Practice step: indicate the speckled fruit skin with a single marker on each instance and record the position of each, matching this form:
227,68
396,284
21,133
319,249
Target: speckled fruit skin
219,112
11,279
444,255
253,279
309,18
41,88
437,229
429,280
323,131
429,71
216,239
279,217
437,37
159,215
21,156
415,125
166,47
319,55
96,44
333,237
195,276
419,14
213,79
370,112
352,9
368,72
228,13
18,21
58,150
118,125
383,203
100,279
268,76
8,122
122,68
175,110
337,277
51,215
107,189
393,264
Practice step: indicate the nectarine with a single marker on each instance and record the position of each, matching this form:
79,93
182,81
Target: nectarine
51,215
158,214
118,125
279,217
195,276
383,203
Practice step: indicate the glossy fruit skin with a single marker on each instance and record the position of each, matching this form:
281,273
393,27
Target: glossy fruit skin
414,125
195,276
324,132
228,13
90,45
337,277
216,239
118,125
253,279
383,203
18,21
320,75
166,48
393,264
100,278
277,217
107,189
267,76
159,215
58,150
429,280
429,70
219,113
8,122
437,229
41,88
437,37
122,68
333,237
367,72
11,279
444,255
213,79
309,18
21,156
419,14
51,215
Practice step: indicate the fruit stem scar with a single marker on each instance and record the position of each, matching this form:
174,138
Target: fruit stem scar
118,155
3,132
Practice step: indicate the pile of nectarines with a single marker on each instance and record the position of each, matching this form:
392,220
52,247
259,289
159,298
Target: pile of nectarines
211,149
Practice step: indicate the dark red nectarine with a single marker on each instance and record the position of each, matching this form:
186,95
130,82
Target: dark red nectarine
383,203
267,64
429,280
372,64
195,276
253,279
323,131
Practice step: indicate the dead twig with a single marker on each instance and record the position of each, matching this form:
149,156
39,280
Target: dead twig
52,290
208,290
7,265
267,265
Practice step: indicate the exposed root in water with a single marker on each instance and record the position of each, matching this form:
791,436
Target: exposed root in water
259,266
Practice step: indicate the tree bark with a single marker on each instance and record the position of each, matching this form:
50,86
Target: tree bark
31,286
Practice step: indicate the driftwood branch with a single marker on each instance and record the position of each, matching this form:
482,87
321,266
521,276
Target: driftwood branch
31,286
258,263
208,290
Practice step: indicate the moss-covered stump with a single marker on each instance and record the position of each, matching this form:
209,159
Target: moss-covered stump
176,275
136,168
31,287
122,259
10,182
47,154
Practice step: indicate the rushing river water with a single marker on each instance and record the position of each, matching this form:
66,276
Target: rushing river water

※ ※ ※

From the listing above, copy every line that holds the string "river".

Practice step: indicate the rushing river water with a single marker on each instance and record the position of each, matching this form:
Target: rushing river water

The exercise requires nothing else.